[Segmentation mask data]
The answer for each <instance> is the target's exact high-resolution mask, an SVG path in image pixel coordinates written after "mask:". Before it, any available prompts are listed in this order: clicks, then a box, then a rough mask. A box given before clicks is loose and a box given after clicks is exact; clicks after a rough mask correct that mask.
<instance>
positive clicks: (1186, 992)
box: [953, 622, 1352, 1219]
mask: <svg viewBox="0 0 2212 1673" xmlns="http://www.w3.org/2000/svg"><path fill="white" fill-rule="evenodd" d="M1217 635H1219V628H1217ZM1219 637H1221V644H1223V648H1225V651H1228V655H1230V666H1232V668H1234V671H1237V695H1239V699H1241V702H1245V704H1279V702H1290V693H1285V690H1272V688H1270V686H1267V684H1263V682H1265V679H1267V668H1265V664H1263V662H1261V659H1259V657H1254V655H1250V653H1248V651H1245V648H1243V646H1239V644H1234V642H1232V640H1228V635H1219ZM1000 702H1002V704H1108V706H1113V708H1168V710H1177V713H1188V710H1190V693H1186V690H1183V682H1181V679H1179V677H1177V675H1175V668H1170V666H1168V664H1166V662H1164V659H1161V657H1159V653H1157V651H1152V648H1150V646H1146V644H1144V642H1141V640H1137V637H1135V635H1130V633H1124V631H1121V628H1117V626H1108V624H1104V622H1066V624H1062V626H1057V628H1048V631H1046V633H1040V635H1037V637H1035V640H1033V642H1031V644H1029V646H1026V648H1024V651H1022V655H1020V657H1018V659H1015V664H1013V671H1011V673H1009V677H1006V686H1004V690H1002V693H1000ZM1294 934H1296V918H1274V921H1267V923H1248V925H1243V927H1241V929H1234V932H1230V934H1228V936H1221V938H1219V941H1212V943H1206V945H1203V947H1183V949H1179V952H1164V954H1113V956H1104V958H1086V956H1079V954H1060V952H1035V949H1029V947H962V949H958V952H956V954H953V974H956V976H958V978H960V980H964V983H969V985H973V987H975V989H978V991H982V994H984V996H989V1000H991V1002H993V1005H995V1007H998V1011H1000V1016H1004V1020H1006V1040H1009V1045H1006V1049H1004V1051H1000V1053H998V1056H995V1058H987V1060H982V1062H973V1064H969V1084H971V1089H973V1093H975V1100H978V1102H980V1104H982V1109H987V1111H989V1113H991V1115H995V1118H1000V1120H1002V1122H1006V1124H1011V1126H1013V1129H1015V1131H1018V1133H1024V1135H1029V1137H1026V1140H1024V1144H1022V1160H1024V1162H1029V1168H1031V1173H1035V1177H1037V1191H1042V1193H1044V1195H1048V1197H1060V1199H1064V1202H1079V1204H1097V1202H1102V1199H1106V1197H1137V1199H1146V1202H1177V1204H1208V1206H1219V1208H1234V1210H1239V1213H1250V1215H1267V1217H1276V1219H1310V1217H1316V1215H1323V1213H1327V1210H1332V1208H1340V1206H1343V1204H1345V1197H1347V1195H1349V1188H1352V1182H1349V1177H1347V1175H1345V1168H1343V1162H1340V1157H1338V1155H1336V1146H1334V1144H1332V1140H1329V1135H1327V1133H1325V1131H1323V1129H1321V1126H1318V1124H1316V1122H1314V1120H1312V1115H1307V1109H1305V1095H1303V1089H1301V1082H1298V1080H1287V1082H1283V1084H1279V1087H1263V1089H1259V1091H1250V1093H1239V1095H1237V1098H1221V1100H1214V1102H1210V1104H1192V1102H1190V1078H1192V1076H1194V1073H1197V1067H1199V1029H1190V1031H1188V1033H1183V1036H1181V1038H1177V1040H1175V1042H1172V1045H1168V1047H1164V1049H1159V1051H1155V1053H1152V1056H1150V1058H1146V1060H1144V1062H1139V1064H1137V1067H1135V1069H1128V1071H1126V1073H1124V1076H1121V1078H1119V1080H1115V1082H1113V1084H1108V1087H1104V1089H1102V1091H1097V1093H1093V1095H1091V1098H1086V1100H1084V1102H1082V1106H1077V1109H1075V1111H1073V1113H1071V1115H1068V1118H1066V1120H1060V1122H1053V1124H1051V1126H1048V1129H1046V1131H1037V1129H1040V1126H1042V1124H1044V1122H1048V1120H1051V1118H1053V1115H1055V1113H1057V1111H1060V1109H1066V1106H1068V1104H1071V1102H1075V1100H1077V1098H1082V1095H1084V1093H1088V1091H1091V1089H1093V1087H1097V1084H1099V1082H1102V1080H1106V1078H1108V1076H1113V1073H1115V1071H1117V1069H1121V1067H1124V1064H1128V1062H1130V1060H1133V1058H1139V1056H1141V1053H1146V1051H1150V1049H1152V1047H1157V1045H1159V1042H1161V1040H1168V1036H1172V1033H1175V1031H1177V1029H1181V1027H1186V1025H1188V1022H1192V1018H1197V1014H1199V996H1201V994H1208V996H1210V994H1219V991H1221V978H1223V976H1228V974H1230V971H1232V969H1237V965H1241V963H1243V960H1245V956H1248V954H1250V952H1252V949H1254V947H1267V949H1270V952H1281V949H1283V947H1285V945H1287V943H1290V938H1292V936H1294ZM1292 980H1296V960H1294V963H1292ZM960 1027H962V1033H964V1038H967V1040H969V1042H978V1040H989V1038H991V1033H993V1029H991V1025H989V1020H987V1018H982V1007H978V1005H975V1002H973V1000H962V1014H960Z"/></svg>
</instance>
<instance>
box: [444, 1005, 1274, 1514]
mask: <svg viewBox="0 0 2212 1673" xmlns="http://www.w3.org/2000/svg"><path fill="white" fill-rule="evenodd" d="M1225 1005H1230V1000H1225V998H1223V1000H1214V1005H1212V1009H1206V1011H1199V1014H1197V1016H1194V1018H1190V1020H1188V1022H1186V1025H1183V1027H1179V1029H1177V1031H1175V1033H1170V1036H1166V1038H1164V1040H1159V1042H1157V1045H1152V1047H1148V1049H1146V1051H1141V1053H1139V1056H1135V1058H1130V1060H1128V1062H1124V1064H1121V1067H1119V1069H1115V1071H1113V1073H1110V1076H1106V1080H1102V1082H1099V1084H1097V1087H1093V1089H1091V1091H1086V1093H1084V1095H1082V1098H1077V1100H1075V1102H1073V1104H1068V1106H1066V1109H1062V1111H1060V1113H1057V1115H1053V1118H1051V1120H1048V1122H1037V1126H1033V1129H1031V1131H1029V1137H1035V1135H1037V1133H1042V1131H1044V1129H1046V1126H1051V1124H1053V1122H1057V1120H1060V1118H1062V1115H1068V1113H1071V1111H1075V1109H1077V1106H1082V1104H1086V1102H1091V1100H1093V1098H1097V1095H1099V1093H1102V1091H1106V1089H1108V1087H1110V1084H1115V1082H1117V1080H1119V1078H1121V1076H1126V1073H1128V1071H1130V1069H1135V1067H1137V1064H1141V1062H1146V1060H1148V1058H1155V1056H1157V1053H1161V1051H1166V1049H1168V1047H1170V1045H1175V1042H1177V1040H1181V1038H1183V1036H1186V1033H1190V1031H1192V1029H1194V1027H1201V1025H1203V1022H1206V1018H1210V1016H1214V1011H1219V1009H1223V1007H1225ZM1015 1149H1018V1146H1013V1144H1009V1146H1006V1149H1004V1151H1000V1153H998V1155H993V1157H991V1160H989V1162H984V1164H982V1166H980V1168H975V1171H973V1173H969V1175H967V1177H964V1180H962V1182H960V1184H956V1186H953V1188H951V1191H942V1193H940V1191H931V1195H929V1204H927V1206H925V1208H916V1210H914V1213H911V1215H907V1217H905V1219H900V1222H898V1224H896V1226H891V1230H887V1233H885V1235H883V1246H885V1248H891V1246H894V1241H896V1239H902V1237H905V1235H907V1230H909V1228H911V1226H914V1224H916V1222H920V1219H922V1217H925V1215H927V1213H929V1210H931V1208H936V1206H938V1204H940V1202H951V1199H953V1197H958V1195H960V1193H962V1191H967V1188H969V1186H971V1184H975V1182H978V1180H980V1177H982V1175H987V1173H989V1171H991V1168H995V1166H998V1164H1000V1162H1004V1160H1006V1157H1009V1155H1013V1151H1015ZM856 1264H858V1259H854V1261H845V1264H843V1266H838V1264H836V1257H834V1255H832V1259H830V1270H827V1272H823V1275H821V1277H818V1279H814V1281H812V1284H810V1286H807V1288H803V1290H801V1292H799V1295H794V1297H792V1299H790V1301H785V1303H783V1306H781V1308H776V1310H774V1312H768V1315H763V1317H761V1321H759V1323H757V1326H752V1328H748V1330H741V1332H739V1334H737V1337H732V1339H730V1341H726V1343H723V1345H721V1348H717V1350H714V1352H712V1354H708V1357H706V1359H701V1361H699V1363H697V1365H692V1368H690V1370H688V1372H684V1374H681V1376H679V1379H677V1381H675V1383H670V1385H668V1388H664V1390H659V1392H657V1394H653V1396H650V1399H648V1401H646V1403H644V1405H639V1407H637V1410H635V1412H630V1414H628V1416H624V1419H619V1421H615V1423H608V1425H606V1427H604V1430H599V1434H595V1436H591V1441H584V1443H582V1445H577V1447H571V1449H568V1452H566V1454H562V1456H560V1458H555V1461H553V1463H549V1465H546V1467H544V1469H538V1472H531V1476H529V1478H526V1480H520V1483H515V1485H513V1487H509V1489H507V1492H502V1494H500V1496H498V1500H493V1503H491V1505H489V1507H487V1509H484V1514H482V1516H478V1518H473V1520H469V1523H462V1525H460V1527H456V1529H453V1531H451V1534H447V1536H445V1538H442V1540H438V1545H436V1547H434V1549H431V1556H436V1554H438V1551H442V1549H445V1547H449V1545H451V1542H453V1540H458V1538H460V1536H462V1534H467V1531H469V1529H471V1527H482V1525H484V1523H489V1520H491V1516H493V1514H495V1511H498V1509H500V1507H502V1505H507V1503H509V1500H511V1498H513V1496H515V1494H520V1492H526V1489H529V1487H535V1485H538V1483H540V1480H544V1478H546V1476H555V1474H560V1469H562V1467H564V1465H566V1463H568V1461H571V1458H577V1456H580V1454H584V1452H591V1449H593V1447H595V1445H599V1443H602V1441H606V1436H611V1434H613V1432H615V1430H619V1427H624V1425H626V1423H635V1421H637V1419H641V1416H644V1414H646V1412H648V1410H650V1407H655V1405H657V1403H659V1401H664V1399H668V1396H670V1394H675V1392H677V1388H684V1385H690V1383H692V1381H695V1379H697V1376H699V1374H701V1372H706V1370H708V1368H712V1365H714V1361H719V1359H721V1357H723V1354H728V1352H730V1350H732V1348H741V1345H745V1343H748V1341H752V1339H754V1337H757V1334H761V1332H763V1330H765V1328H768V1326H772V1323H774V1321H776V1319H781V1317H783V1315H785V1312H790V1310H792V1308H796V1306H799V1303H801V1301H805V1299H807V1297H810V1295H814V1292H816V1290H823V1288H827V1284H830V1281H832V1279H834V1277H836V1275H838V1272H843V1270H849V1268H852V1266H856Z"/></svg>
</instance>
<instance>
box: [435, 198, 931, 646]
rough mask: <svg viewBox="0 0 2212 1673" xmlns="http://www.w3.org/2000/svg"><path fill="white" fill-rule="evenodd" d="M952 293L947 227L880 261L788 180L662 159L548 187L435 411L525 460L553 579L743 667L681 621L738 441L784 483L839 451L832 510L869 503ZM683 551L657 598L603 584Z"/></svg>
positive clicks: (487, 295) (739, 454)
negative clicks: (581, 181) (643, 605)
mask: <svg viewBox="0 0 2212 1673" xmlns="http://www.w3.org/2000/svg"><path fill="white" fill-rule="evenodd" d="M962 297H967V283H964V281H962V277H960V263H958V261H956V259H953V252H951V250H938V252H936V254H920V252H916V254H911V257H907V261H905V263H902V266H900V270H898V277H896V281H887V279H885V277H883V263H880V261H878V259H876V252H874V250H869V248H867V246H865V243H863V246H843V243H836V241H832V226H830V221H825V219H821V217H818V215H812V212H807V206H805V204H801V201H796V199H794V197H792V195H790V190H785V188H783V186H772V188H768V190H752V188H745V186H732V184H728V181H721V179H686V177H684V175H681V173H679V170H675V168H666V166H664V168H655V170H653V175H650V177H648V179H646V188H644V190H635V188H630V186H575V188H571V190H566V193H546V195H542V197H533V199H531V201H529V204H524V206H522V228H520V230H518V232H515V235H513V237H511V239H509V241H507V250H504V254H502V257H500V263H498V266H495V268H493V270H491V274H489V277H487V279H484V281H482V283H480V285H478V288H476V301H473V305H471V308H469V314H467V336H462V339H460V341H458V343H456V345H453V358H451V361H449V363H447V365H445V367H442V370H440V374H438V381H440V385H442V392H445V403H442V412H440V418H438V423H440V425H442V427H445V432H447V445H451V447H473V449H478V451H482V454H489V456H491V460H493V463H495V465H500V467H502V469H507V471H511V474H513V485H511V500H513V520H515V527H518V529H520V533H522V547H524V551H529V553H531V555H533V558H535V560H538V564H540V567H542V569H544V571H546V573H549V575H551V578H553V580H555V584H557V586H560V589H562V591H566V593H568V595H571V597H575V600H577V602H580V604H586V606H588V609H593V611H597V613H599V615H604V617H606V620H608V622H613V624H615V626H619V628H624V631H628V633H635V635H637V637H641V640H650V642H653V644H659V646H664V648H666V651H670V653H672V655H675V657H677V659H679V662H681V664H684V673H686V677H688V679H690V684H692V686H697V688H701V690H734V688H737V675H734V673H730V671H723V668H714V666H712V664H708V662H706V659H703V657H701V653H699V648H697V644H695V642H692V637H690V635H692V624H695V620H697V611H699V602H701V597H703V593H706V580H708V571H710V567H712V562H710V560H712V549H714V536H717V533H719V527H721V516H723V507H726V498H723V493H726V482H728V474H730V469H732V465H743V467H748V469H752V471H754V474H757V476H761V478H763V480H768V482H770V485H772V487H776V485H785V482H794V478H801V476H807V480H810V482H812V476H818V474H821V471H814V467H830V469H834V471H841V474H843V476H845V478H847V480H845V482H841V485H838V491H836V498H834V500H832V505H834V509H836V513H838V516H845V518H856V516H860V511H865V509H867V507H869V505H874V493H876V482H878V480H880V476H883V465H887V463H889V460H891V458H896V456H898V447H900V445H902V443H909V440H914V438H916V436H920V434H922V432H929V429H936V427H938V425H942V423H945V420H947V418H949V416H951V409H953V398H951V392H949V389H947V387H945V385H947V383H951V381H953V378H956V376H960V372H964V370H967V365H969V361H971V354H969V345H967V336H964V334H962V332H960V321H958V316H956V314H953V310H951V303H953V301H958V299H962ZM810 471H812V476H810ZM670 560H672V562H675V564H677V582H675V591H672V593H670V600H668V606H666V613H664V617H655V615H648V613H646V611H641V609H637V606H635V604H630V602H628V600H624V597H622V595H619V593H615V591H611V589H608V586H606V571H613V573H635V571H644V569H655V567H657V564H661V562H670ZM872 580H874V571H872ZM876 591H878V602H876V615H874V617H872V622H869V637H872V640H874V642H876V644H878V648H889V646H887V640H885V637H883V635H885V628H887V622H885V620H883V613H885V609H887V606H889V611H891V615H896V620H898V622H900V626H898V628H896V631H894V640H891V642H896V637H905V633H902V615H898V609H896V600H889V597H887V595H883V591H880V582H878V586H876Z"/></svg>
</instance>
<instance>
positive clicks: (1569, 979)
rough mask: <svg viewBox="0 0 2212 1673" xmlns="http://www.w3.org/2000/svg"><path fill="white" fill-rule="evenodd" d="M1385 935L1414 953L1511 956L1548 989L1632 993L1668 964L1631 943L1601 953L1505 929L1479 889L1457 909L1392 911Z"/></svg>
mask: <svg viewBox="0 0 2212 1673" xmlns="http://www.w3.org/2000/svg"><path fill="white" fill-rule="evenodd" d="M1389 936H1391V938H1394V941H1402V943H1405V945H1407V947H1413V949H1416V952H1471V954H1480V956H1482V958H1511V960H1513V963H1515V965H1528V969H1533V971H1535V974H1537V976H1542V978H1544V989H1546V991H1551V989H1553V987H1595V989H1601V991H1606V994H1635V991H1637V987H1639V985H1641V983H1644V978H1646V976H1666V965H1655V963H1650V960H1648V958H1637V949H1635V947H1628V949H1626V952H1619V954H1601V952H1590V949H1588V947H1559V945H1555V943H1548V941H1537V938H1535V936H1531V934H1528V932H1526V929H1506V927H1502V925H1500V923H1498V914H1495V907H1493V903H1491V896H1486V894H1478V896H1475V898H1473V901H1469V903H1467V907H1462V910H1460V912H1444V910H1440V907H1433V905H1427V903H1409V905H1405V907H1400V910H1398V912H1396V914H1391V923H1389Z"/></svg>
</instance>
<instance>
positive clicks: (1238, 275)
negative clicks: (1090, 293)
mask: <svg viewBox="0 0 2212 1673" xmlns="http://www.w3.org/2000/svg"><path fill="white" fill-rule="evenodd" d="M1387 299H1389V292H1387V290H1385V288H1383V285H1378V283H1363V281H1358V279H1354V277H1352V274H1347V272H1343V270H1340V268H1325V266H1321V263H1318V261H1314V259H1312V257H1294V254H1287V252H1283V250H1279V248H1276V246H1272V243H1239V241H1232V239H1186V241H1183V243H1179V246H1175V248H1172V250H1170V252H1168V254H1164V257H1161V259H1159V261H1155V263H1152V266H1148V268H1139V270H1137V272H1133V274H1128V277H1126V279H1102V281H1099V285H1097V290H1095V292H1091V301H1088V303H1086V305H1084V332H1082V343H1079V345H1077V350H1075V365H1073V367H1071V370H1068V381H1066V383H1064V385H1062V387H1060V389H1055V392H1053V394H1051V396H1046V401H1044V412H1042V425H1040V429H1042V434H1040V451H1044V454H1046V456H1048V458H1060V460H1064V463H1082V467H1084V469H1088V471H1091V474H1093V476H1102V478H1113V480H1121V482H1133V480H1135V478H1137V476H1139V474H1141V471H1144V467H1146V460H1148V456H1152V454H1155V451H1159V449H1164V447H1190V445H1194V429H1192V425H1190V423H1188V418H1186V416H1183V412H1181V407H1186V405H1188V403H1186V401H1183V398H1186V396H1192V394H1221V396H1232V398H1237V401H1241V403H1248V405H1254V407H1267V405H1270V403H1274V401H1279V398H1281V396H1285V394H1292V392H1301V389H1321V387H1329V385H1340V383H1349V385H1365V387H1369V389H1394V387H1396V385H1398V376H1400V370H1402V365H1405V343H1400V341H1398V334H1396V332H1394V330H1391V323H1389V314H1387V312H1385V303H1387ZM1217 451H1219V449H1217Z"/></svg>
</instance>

[TASK GOAL]: Look above for the line with "box: [435, 198, 931, 646]" and the line with "positive clicks: (487, 295) (739, 454)". Retype those two lines and every line between them exactly, adding nothing.

[ANSWER BOX]:
box: [435, 198, 931, 646]
rough mask: <svg viewBox="0 0 2212 1673" xmlns="http://www.w3.org/2000/svg"><path fill="white" fill-rule="evenodd" d="M952 293L947 227L880 261L788 180L662 159L548 187L435 411L525 460L553 579L743 667L681 621L738 441L784 483L839 451L832 510L869 503ZM683 551L657 598L603 584Z"/></svg>
positive clicks: (487, 295) (739, 454)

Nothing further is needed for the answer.